**Objective**
Reproduce the stretch of the patch below from "2023-06-27 18:35:16" through "recovery would hang.", changing "hang" to "stall".
Start Extract
2023-06-27 18:35:16

by Benjamin Coddington

[permalink] [raw]
Subject: [PATCH 2/2] NFSv4: Fix dropped lock for racing OPEN and delegation return

Commmit f5ea16137a3f ("NFSv4: Retry LOCK on OLD_STATEID during delegation
return") attempted to solve this problem by using nfs4's generic async error
handling, but introduced a regression where v4.0 lock recovery would hang.
The additional complexity introduced by overloading that error handling is
not necessary for this case.

The problem as originally explained in the above commit is:

There's a small window where a LOCK sent during a delegation return can
race with another OPEN on client, but the open stateid has not yet been
updated. In this case, the client doesn't handle the OLD_STATEID error
from the server and will lose this lock, emitting:
"NFS: nfs4_handle_delegation_recall_error: unhandled error -10024".
End Extract
Start Listing
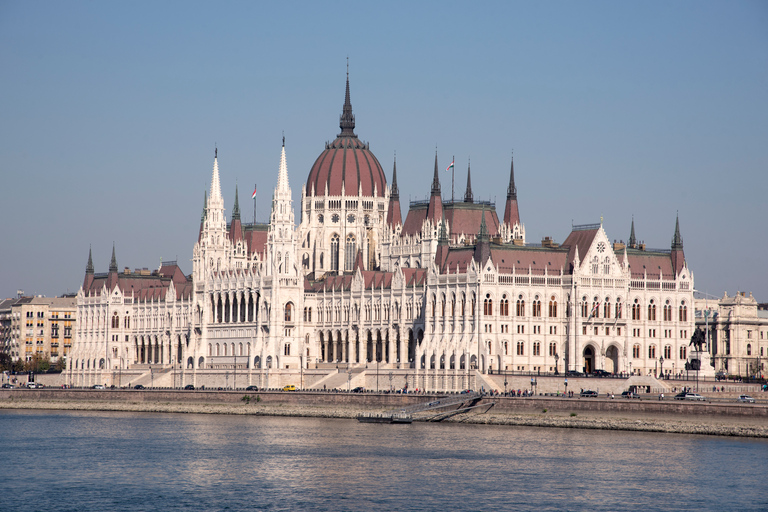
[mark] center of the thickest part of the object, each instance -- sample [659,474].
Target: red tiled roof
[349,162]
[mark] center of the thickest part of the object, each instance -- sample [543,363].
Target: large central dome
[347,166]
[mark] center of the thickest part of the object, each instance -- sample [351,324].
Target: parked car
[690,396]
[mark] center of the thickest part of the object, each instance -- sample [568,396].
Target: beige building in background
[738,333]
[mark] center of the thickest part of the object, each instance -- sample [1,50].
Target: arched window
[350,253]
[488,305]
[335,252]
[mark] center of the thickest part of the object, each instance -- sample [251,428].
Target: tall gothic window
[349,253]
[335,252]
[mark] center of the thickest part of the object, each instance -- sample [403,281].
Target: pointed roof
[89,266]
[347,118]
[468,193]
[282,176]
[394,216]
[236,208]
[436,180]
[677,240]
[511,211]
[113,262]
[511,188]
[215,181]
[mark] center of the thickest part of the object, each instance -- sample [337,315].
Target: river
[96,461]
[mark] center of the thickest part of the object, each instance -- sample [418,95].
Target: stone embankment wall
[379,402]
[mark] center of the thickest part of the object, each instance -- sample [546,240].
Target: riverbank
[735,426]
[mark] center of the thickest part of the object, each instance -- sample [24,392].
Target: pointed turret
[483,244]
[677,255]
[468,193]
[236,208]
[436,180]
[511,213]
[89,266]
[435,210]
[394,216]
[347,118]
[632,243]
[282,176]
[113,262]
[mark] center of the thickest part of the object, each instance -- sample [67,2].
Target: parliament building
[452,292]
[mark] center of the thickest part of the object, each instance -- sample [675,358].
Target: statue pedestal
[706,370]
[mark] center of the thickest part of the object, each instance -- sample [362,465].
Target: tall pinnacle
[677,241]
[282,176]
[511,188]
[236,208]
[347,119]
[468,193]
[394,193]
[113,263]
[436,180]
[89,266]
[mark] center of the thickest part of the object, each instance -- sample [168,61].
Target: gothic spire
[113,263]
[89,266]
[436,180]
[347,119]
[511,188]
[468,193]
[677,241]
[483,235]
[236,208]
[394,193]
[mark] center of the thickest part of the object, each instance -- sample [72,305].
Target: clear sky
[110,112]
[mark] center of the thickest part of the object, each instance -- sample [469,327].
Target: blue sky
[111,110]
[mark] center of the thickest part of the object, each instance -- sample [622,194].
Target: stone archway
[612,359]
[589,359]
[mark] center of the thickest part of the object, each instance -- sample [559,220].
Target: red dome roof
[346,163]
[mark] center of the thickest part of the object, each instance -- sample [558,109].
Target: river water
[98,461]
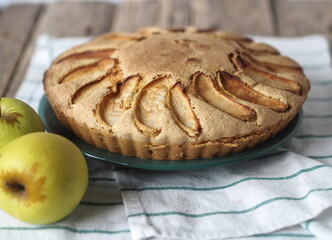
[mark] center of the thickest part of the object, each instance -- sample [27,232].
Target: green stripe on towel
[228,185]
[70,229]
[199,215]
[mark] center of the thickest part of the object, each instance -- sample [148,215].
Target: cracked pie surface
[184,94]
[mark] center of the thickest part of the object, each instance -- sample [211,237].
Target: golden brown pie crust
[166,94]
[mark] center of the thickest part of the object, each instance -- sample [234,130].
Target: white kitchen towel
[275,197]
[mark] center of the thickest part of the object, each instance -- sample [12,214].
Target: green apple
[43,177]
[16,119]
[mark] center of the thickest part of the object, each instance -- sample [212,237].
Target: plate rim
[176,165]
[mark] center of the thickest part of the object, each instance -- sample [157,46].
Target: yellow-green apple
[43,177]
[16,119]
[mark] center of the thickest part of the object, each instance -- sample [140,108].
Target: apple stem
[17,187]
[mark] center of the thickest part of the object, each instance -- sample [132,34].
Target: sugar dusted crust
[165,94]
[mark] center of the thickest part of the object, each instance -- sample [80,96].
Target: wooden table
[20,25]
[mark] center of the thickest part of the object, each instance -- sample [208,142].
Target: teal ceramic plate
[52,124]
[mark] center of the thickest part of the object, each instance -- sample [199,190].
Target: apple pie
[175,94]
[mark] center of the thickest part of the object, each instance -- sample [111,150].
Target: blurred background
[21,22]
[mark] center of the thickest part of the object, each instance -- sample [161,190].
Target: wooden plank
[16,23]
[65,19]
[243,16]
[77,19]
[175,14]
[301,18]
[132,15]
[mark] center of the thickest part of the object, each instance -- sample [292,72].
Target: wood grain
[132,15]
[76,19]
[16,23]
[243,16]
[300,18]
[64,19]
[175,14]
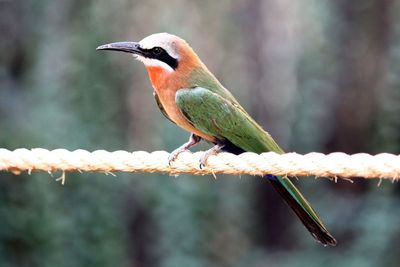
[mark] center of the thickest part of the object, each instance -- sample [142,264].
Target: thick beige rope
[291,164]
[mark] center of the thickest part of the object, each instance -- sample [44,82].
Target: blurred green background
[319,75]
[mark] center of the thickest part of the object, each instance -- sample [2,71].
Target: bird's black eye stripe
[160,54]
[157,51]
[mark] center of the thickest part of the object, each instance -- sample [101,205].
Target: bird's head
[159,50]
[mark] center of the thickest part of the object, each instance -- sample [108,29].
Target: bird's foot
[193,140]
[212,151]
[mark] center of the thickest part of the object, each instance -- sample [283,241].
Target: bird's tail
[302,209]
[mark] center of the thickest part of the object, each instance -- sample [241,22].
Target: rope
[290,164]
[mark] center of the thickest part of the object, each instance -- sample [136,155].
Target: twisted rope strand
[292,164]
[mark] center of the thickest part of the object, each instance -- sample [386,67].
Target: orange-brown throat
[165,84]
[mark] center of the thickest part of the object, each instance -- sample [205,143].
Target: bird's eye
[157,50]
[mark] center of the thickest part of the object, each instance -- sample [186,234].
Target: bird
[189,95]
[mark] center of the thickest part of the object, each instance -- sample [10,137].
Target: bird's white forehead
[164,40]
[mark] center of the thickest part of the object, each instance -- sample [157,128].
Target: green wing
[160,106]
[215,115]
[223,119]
End Listing
Start Listing
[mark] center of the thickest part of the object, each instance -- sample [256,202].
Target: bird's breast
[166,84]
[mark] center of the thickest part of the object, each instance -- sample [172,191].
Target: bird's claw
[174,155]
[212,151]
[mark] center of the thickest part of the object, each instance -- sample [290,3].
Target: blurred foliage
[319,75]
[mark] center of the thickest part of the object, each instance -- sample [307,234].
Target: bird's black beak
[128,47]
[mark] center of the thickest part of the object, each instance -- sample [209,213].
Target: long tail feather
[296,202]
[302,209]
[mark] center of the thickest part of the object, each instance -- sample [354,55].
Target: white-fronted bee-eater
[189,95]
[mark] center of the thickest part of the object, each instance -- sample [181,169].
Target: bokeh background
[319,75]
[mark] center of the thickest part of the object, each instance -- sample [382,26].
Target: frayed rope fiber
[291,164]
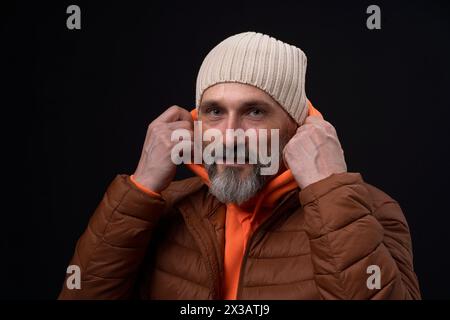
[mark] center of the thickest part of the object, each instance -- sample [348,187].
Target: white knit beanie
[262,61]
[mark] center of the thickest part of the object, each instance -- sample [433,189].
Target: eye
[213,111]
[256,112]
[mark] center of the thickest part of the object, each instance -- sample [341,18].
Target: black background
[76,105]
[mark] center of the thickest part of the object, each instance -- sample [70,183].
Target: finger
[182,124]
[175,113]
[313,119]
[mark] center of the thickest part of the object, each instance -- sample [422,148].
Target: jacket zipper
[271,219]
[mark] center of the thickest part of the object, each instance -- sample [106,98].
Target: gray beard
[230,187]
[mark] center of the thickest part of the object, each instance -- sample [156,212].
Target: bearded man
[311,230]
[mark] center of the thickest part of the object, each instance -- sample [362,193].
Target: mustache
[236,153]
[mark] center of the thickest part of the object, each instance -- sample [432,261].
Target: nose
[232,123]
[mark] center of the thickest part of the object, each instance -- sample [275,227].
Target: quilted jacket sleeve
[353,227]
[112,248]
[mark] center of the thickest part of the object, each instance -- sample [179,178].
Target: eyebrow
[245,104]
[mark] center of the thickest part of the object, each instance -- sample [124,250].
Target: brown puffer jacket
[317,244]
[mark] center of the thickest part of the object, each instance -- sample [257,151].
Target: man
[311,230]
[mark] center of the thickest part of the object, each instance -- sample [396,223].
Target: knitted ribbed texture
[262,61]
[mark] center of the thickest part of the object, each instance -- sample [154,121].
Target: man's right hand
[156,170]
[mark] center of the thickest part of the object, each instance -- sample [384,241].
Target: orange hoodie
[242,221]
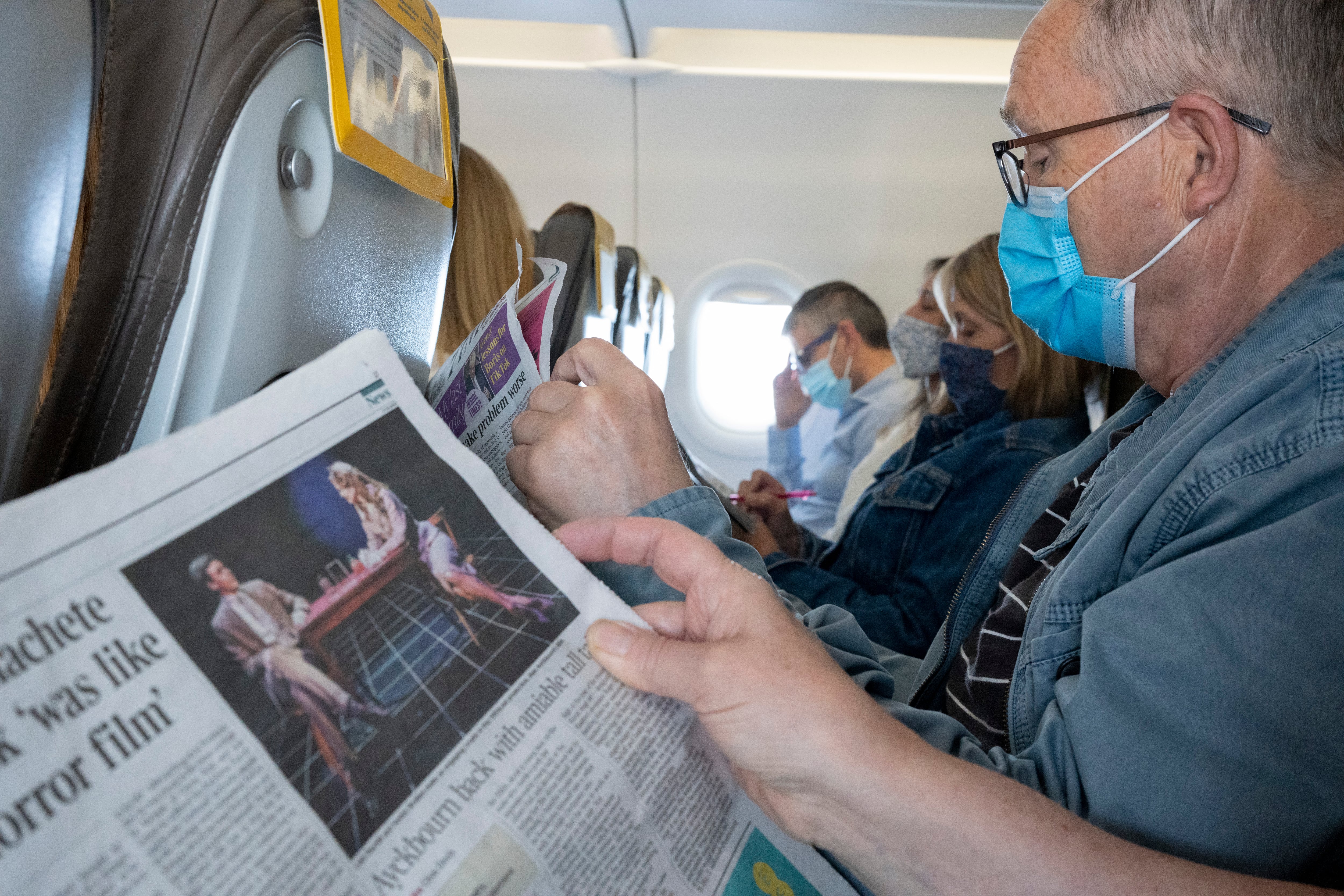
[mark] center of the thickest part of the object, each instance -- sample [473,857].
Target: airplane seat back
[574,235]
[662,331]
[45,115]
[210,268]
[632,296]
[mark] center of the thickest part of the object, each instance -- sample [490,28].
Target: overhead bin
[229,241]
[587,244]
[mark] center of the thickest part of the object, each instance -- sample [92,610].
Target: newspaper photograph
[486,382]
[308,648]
End Listing
**Task answer**
2023-06-27 18:35:16

by Benjamin Coddington

[permalink] [raw]
Subject: [PATCH 2/2] NFSv4: Fix dropped lock for racing OPEN and delegation return

Commmit f5ea16137a3f ("NFSv4: Retry LOCK on OLD_STATEID during delegation
return") attempted to solve this problem by using nfs4's generic async error
handling, but introduced a regression where v4.0 lock recovery would stall.